Copy the data below exactly.
[Start of section]
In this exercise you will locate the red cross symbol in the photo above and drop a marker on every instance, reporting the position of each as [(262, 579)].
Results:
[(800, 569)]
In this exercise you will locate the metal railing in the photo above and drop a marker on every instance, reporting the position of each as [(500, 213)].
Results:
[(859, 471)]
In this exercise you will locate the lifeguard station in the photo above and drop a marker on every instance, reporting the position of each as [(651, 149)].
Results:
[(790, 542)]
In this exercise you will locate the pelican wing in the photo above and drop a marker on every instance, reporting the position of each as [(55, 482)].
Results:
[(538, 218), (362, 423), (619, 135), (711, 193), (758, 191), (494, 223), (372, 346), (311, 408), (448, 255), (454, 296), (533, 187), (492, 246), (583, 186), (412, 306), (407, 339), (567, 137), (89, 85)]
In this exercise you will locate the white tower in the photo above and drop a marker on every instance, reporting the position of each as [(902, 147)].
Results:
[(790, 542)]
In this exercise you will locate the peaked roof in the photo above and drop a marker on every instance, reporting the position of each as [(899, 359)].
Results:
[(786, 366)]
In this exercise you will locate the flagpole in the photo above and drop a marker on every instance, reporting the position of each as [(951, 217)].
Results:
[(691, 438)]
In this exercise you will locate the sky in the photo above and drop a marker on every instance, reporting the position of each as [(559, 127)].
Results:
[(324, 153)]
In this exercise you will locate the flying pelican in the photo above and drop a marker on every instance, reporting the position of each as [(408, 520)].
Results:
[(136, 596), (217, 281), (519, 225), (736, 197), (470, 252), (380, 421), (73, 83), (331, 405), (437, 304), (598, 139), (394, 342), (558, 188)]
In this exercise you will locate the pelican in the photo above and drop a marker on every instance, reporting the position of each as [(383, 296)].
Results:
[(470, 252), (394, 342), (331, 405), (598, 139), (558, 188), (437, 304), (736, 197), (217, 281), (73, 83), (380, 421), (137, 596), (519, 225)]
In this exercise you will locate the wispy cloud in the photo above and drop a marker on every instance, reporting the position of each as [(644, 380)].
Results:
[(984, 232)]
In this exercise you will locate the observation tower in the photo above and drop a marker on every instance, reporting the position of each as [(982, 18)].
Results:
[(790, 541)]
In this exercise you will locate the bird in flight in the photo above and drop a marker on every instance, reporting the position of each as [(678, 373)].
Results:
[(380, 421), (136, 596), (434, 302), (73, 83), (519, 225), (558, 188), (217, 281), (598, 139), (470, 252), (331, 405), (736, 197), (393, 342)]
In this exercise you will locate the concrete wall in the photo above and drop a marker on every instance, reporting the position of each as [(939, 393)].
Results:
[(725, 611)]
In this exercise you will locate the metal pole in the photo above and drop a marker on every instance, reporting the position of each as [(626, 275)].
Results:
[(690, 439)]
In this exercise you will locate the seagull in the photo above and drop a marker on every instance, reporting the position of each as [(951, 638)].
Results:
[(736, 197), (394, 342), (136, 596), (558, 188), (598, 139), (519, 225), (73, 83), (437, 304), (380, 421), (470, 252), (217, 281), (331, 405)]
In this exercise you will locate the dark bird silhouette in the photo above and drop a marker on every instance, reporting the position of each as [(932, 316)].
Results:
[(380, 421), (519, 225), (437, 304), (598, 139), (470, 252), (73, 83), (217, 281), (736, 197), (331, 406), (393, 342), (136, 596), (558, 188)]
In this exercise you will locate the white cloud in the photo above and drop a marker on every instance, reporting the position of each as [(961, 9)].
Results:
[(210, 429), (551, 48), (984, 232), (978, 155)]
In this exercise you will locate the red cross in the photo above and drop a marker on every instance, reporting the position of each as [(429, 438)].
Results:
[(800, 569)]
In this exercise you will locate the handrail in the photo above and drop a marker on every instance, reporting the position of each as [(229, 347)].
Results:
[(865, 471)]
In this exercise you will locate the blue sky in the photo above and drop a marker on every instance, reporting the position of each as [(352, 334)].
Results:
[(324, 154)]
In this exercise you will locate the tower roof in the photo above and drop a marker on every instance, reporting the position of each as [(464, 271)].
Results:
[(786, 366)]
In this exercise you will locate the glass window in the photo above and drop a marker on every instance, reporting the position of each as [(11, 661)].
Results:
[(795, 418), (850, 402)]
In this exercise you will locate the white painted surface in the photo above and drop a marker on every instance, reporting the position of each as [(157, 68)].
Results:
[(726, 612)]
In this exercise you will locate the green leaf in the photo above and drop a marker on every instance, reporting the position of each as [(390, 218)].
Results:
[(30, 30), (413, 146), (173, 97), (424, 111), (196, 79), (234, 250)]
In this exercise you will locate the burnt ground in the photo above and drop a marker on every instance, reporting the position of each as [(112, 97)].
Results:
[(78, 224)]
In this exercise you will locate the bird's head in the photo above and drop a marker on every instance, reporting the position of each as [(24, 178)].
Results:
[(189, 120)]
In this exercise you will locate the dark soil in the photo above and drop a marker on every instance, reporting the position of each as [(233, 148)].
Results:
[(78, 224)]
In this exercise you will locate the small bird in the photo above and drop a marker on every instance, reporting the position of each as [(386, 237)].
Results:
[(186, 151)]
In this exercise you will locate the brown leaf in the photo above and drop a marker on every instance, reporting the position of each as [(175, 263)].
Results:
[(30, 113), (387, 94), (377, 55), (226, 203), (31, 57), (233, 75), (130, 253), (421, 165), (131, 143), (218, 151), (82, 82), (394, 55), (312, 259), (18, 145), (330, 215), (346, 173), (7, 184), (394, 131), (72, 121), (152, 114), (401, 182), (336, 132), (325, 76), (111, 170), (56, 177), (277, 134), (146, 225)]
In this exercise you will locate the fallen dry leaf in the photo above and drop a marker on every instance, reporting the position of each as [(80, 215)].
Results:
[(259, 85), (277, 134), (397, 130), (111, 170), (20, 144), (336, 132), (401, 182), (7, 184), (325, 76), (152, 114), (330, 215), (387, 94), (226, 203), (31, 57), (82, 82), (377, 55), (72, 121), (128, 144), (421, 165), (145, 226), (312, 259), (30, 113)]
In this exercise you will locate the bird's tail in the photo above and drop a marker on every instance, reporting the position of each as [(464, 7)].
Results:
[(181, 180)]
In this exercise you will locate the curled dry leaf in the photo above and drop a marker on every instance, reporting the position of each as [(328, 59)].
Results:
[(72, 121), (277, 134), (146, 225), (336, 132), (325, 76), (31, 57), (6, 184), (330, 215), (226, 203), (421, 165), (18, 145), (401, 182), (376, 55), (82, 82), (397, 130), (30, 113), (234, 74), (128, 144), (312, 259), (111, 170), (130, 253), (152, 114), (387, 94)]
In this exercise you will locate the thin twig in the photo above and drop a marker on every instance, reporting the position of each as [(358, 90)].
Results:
[End of section]
Result for this task:
In this exercise you will locate the red cross symbol in the photo above and drop a marker on every instance, reporting the position of each as [(262, 579)].
Results:
[(800, 569)]
In this exercise you will locate the metal railing in the photo above and drop a marker on every instance, reporting the position of each as [(500, 213)].
Results:
[(859, 471)]
In this exercise you will locate the lifeguard station in the photo above and drop a marker on every instance, reporting the position of each as [(651, 149)].
Results:
[(790, 542)]
In this exercise you will locate the pelican wing in the photo above and drop a marker on every instance, reporting the position of each as [(55, 482)].
Results:
[(538, 218), (362, 423), (619, 135), (711, 193), (758, 191), (494, 223), (372, 346), (311, 408), (448, 255), (454, 296), (533, 187), (492, 246), (583, 186), (412, 306), (407, 339), (567, 137), (89, 85)]
In this exercise you will locate the white tower in the photo above and drop a marker on every instance, reporting the position of each as [(902, 147)].
Results:
[(790, 542)]
In this exercise you will locate the peaked roof in the photo above and drop a marker on every instance, reporting the position of each as [(899, 359)].
Results:
[(786, 366)]
In this exercise you will locate the flagpole in the photo above and drop a marker on every instance, reporting the position of each as [(951, 217)].
Results:
[(691, 438)]
In this exercise you will locate the sky in the photo above and drop a marker on every instance, reporting the position of each as [(559, 127)].
Results:
[(324, 153)]
In this exercise you will locate the flying pelican in the photo above and drop a marker on every instance, reporting the position of each as [(408, 520)].
Results:
[(136, 596), (217, 281), (519, 225), (736, 197), (470, 252), (380, 421), (73, 83), (331, 405), (437, 304), (598, 139), (394, 342), (558, 188)]
In this exercise you will locate the pelican in the photo above and drop a marker on every instance, reporting the position of each as [(383, 296)].
Results:
[(470, 252), (394, 342), (331, 405), (598, 139), (558, 188), (437, 304), (736, 197), (217, 281), (73, 83), (380, 421), (137, 596), (519, 225)]
In this exercise you will locate the wispy cloud in the photo above and drop a marker on every instance, reporting the position of each as [(644, 380)].
Results:
[(984, 232)]
In this exercise you will locate the observation tower in the photo above and drop a marker on every instance, reporting the position of each as [(982, 18)].
Results:
[(790, 541)]
In this exercise you will locate the bird in flight in the photo above and drop a marker on every instance, reporting the position of each as [(678, 373)].
Results:
[(380, 421), (136, 596), (434, 302), (73, 83), (519, 225), (558, 188), (217, 281), (598, 139), (470, 252), (331, 405), (736, 197), (393, 342)]
In this exercise you will locate the concrete wall in the photo above and drop a marker on every instance, reporting the position of each as [(939, 393)].
Results:
[(725, 611)]
In this exercise you will locate the metal pole in the photo above and drop a marker on every instance, reporting the position of each as [(626, 275)].
Results:
[(690, 439)]
In this exercise you will locate the seagull in the photo above and drop a marker on every instance, reporting the position of each as [(951, 638)].
Results:
[(736, 197), (394, 342), (136, 596), (558, 188), (598, 139), (519, 225), (73, 83), (437, 304), (380, 421), (470, 252), (217, 281), (331, 405)]
In this exercise you will locate the dark bird silhouette in the photo above and drop a marker on every instance, reporting the position of each as [(932, 316)].
Results:
[(380, 421), (519, 225), (437, 304), (598, 139), (470, 252), (73, 83), (217, 281), (736, 197), (331, 406), (393, 342), (136, 596), (558, 188)]
In this exercise you will locate the white cloud in the photo above and drop a marker on every instance, reporting the position of each as [(961, 9)].
Results:
[(210, 429), (551, 48), (984, 232), (978, 155)]
In this exercise you will locate the red cross in the photo above and drop a marker on every instance, reporting the position of each as [(429, 438)].
Results:
[(800, 569)]
In this exercise you will locate the handrail in the photo above and drop a marker on every instance, reporting the position of each as [(229, 347)].
Results:
[(865, 471)]
In this exercise you will locate the blue sky in the photo above and drop a marker on every instance, reporting the position of each as [(352, 334)].
Results:
[(324, 154)]
In this exercise you will locate the tower roof in the photo above and drop a marker on every instance, reporting the position of each as [(464, 271)].
Results:
[(786, 366)]
In this exercise you will locate the glass window in the photo above and drop a marker on every instance, reporting the position of each as [(11, 661)].
Results:
[(795, 418), (850, 402)]
In this exercise you will locate the white painted surface in the photo above and drop a marker on every instance, reporting the position of each as [(157, 68)].
Results:
[(726, 612)]
In this exercise you will locate the green leaf in the photo above and drop a marker on every instance, reporting the position of each as [(390, 218)].
Results:
[(30, 30), (413, 146), (173, 97), (424, 111), (196, 79), (234, 250)]
In this exercise you will locate the burnt ground in the photo above and drop a marker on every instance, reporting the position of each as [(112, 97)].
Results:
[(78, 224)]
In this exercise you will locate the bird's head in the photo above and drop a marker on every instance, reporting the position of each as [(24, 178)].
Results:
[(189, 120)]
In this exercise you will locate the dark soil in the photo above and drop a marker on every instance, reporting the position of each as [(233, 148)].
Results:
[(78, 224)]
In this exercise you will locate the small bird in the photo above and drop a marker on every instance, reporting the position of each as [(386, 237)].
Results:
[(186, 151)]
In this exercise you will locate the brown leaf in the photo above and drop a marker on every instance, reporting the position of each as [(175, 263)].
Results:
[(30, 113), (387, 94), (377, 55), (226, 203), (31, 57), (233, 75), (130, 253), (421, 165), (131, 143), (218, 151), (82, 82), (394, 55), (312, 259), (18, 145), (330, 215), (346, 173), (7, 184), (394, 131), (72, 121), (152, 114), (401, 182), (336, 132), (325, 76), (111, 170), (56, 177), (277, 134), (146, 225)]
In this exercise you will locate the fallen dry leaf in the photo above and drop a marker on every instance, reporting the position of each as [(80, 215)].
Results:
[(259, 85), (277, 134), (397, 130), (111, 170), (20, 144), (336, 132), (401, 182), (7, 184), (325, 76), (152, 114), (330, 215), (387, 94), (226, 203), (31, 57), (82, 82), (377, 55), (72, 121), (128, 144), (421, 165), (145, 226), (312, 259), (30, 113)]
In this exercise you will locate the bird's tail in the photo above and drop a marker on every instance, reporting the position of each as [(464, 7)].
Results:
[(181, 180)]
In this exercise you will locate the curled dry leaf in the photo above and drop a marker on every instance, reporting the position of each as [(328, 59)].
Results:
[(72, 121), (277, 134), (146, 225), (336, 132), (325, 76), (31, 57), (6, 184), (330, 215), (226, 203), (421, 165), (18, 145), (401, 182), (376, 55), (82, 82), (397, 130), (30, 113), (234, 74), (128, 144), (312, 259), (111, 170), (130, 253), (152, 114), (387, 94)]
In this exercise you will locate the thin twig in the photo above and drop a marker on every instance, reporting the position of each as [(358, 90)].
Results:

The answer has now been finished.